Aim of the exercise> Repeat the whole listing word for word, skipping pictures.

Record set>
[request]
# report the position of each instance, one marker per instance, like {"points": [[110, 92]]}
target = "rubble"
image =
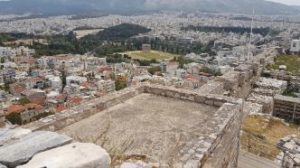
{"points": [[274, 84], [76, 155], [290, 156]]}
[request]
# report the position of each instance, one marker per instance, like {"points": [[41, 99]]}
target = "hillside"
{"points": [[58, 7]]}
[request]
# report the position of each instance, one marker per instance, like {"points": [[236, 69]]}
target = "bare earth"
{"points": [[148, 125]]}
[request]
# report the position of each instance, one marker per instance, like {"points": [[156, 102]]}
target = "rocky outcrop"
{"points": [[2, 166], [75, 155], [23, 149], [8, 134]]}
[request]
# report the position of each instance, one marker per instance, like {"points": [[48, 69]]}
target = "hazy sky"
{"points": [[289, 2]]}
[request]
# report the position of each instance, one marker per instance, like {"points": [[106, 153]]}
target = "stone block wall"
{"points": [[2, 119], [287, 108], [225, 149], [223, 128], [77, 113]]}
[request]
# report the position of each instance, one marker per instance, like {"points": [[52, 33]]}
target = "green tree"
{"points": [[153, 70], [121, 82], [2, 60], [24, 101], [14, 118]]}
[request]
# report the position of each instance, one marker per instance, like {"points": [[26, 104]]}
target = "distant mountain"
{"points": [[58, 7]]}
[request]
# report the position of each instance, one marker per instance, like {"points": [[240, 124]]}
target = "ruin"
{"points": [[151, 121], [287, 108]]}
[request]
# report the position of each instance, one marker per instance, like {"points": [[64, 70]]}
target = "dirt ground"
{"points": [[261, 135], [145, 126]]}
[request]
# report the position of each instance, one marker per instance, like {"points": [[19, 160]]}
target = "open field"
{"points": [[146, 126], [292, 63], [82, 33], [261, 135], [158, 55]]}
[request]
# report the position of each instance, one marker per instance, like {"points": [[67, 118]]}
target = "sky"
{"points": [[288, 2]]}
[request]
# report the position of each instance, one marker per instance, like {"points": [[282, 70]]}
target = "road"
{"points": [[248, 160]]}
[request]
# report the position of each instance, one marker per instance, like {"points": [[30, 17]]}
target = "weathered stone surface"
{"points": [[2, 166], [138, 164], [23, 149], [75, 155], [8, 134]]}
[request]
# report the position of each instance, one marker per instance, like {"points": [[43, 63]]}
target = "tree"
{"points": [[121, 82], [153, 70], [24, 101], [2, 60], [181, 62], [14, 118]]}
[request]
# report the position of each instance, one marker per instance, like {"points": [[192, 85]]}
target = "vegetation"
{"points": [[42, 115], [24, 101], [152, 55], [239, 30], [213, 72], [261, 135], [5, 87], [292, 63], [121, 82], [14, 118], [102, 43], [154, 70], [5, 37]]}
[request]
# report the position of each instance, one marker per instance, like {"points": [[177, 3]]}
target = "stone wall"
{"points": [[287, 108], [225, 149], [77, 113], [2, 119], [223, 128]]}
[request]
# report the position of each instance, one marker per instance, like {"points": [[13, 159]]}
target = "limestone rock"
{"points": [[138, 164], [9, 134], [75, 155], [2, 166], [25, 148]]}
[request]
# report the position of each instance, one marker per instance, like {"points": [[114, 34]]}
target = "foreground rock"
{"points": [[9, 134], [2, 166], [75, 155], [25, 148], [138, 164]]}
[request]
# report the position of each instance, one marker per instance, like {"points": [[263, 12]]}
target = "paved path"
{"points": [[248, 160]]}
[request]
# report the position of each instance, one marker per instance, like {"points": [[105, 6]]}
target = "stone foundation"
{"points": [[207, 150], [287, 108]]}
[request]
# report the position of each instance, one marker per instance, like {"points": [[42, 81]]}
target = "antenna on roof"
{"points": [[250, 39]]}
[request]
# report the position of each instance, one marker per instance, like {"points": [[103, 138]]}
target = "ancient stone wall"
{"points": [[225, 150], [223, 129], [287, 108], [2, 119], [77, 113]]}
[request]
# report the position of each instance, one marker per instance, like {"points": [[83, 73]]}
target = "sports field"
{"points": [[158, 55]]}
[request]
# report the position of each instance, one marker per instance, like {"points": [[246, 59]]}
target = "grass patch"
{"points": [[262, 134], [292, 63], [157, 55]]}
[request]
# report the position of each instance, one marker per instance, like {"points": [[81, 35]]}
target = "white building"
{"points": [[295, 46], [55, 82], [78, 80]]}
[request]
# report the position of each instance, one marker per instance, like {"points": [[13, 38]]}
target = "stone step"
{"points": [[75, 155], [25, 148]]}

Response area>
[request]
# report the position of each instance, one marker per instance, like {"points": [[110, 92]]}
target = "rubble"
image =
{"points": [[274, 84], [76, 155], [290, 156]]}
[request]
# report the position of each instance, one marker per instance, like {"points": [[41, 99]]}
target = "hillside"
{"points": [[58, 7]]}
[request]
# report the position of each instance, one marker per instance, like {"points": [[236, 69]]}
target = "bare earth"
{"points": [[148, 125]]}
[request]
# report the position of each instance, one marker per instance, like {"points": [[156, 102]]}
target = "rocky outcrop"
{"points": [[2, 166], [75, 155], [23, 149], [8, 134]]}
[request]
# report the position of each instance, one marker per instance, like {"points": [[48, 69]]}
target = "hazy sky"
{"points": [[289, 2]]}
[request]
# report the position of each instance, one marker per instance, like {"points": [[106, 153]]}
target = "stone block wall"
{"points": [[2, 119], [287, 108], [225, 149], [223, 128], [77, 113]]}
[request]
# report the position of each instance, one marker per instance, like {"points": [[52, 33]]}
target = "green tree"
{"points": [[153, 70], [121, 82], [2, 60], [24, 101], [14, 118]]}
[request]
# report the position of each instance, one marker per instance, like {"points": [[26, 104]]}
target = "distant mountain"
{"points": [[58, 7]]}
[request]
# report the position of each instance, one marker per instance, like {"points": [[240, 124]]}
target = "ruin"
{"points": [[151, 121], [287, 108]]}
[request]
# report the position of each instance, one marker per instance, like {"points": [[64, 70]]}
target = "dirt ground"
{"points": [[261, 135], [145, 126]]}
[request]
# report the position of each instance, one marker per instance, like {"points": [[19, 160]]}
target = "open field"
{"points": [[146, 126], [292, 63], [82, 33], [261, 135], [158, 55]]}
[request]
# report the position of each instance, one marker per instance, like {"points": [[67, 118]]}
target = "sky"
{"points": [[288, 2]]}
[request]
# report the position of each instance, one marker per instance, like {"points": [[282, 70]]}
target = "road"
{"points": [[248, 160]]}
[request]
# report the position of each instance, one marker per instance, like {"points": [[30, 17]]}
target = "weathered stone surface"
{"points": [[2, 166], [138, 164], [23, 149], [75, 155], [8, 134]]}
[request]
# report the position of each instance, one marker per instance, like {"points": [[43, 63]]}
target = "tree"
{"points": [[121, 82], [153, 70], [24, 101], [2, 60], [181, 62], [14, 118]]}
[request]
# report the position of each instance, one marker per instance, like {"points": [[192, 85]]}
target = "vegetation"
{"points": [[42, 115], [24, 101], [152, 55], [239, 30], [213, 72], [261, 135], [5, 87], [292, 63], [121, 82], [14, 118], [102, 43], [154, 70], [5, 37]]}
[request]
# report the position of each instance, one marker per instance, like {"points": [[177, 3]]}
target = "stone wall"
{"points": [[287, 108], [225, 149], [77, 113], [2, 119], [223, 128]]}
[request]
# report the position of each instance, one marker per instance, like {"points": [[13, 159]]}
target = "limestone rock"
{"points": [[138, 164], [9, 134], [75, 155], [2, 166], [25, 148]]}
[request]
# report the position of each instance, one marker per instance, like {"points": [[114, 34]]}
target = "foreground rock"
{"points": [[9, 134], [2, 166], [75, 155], [25, 148], [138, 164]]}
[request]
# report the position of each instance, one marker per instance, like {"points": [[263, 12]]}
target = "paved path"
{"points": [[248, 160]]}
[request]
# report the position of each instance, one marker per instance, like {"points": [[105, 6]]}
target = "stone foundation"
{"points": [[207, 150], [287, 108]]}
[request]
# report the position of each instance, one marker per instance, like {"points": [[42, 81]]}
target = "antenna on roof"
{"points": [[250, 39]]}
[request]
# report the position of each instance, one marker per instance, like {"points": [[103, 138]]}
target = "ancient stone wall"
{"points": [[225, 150], [223, 129], [287, 108], [2, 119], [77, 113]]}
[request]
# report the position of each instance, one marker per instance, like {"points": [[83, 73]]}
target = "sports field"
{"points": [[158, 55]]}
[request]
# report the position of each instance, one marker per instance, like {"points": [[246, 59]]}
target = "grass patch"
{"points": [[262, 134], [292, 63], [157, 55]]}
[request]
# report the position of each instance, one marker per instance, like {"points": [[81, 35]]}
target = "white building"
{"points": [[295, 46], [55, 82], [78, 80]]}
[request]
# report the position of each instance, one marker per instance, like {"points": [[13, 38]]}
target = "stone step"
{"points": [[75, 155], [25, 148]]}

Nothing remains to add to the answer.